Image-backed grounding data
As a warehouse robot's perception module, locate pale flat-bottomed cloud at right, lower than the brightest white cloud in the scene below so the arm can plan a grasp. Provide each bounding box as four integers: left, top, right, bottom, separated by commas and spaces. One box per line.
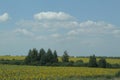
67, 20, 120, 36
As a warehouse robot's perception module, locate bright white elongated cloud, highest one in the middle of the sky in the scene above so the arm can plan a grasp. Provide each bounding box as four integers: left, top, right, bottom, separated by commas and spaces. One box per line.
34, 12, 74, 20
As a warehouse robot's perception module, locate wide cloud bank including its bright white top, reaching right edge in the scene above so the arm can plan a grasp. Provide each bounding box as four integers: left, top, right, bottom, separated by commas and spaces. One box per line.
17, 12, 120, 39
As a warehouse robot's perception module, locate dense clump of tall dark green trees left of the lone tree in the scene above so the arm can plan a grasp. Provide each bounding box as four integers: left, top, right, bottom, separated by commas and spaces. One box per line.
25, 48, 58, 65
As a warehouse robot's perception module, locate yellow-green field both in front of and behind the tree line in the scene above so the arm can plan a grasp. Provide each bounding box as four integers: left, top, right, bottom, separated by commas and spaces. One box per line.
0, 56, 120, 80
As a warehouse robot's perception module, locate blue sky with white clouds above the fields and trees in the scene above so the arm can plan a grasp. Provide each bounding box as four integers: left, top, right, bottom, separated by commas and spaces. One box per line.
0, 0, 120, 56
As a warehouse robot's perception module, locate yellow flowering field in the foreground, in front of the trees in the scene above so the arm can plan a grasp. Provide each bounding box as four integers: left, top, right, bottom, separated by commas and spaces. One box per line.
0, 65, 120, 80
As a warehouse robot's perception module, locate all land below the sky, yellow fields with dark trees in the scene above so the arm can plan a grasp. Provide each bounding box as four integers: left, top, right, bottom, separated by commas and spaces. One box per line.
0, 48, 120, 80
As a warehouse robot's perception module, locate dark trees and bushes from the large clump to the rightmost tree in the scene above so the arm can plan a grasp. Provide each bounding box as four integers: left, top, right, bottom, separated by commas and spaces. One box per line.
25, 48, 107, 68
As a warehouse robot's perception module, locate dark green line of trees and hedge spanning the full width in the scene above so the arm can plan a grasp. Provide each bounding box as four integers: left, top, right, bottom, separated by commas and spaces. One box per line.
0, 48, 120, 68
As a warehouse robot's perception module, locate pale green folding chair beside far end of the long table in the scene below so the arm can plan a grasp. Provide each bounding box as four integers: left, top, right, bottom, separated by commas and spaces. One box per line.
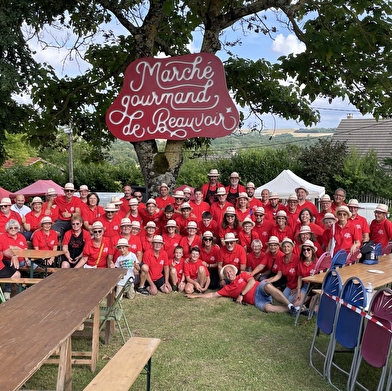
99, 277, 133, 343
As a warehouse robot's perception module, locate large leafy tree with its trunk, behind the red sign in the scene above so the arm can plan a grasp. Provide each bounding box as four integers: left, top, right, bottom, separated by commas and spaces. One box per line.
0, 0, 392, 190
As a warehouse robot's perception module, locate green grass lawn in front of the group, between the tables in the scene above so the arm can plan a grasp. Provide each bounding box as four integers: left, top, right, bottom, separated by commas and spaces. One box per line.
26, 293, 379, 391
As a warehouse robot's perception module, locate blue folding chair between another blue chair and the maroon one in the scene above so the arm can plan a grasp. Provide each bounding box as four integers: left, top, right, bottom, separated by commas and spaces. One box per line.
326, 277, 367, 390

* Exercise prompt
Exact reproduction of the entries above is required, with pictures excluded.

* Solution for this problem
As a warehouse robot's perception module, locate pale flat-bottomed cloud at right, lower than the brightest white cloud in the scene below so the arm can plan a grasp. Provide each bounding box as four integers: left, top, right, bottom, separated by commas and spaces. One box per line.
67, 20, 120, 36
As a warehouse robot's perception module, locate bright white elongated cloud, highest one in the middle of the sky in the scene above so the arm can plan a grasp. Provide each bounding box as four integers: left, top, right, bottom, separated by commas and spaces. One box per line.
34, 12, 74, 20
As a warehouse robot's perception module, locate wide cloud bank including its bright white top, reaching right edge in the scene above so the arm can plan a grasp. Provide each bounding box as four integers: left, top, right, bottom, separated by commas and spaces. One box per line.
17, 12, 120, 39
As a warehouse robot's perception module, locate dense clump of tall dark green trees left of the lone tree in the scene above so the arm can plan a grasp. Provide each bounding box as four integers: left, top, right, bottom, separated by commas and spaces. One box per line.
25, 48, 58, 65
As a warehouse robot's perception module, locate yellow-green field both in front of and behind the tree line in the scene above so the arm can plan a grasp. Provide each bounding box as four integers: left, top, right, bottom, separated by commas and spaces. One box per line.
0, 56, 120, 80
As a warehouse robot's perception module, locate blue sky with white clouds above the fields and trees in the scene above so the arm can plan a grasp. Provide each bounding box as four integers: left, top, right, bottom, separated by commas and spaces. One box per line.
0, 0, 120, 56
As a warehouse robot's perception module, locate yellow flowering field in the foreground, in front of the trees in the scene above so the arm can plan a grasp. Provide each bounding box as four integers: left, top, right, bottom, separated by commas and spaces. One box per line.
0, 65, 120, 80
As a warehouse robot's perception module, locate all land below the sky, yellow fields with dark trees in the scene above so the arm can plan a grasp. Provide each bounding box as four integers: left, top, right, bottom, separated by commas and spaces. One box per line.
0, 48, 120, 80
As a warehouse robot's perception module, locate dark trees and bushes from the large clump to the rightmost tree in the scene above so the arm can plan a grasp. Provide each bounding box as four integers: left, top, right, bottom, separated by commas and spaces. One box per line.
25, 48, 107, 68
As a warehouse robot's perception module, locate dark green line of trees and hedge spanning the full width in the scene above so the arm can plan a grasp. Provide each bounding box as four integers: left, top, right, bottom, separated by commas and spaces. One box per line.
0, 48, 120, 68
As a warehouse robot's perception module, locate pale green folding chair beside far end of the long table in the scene below so the arm can plan a grasp. Provide each bounding box as four integers: left, top, right, bottom, separated by commas and spaces. One box per line.
99, 277, 133, 343
As a warehouse robot's perception module, locate large leafy tree with its trunk, behind the red sign in the scene above so the arm can plan a grasp. Provide each bounding box as four integers: left, top, right, bottom, separated by commas and spaces. One box per line.
0, 0, 392, 190
As a warehouse robot's perception module, locate green grass lawn in front of the group, between the tables in the scene above so the arm can plan a grasp. Provide each bounding box as four integers: left, top, right, bottom, separated by commas and spaces. One box per line.
26, 293, 379, 391
As a warehouse robot's perception module, locate blue folding chair between another blue chair and the maroon one in the scene above so the arm can plan a grasp. Provide each bounding box as four integers: left, top, right, bottom, separated by commas and spaces. One box per line.
326, 277, 367, 390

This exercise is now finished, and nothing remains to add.